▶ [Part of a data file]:
## BEGIN
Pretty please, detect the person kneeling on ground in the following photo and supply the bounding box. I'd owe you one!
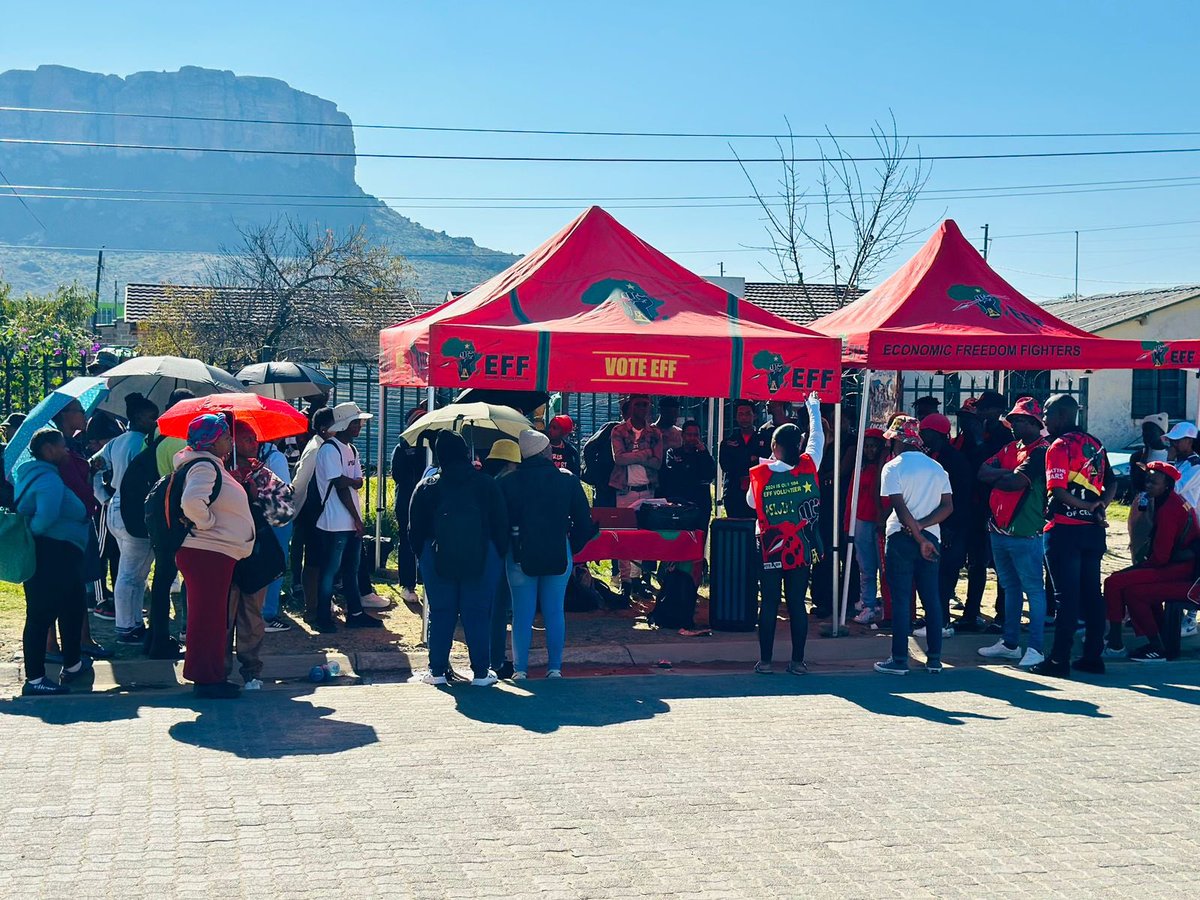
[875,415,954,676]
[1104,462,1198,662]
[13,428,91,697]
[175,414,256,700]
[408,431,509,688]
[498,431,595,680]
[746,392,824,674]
## END
▶ [Directions for this task]: Pull out every line of the records above word for word, leaving out the picture.

▶ [Completed exercise]:
Pretty please, detect the person kneeling on ground in the following photo and supply the bounding box. I'd owe you one!
[875,415,954,676]
[1104,462,1198,662]
[13,428,91,697]
[175,414,256,700]
[408,431,509,688]
[498,431,595,680]
[746,392,824,674]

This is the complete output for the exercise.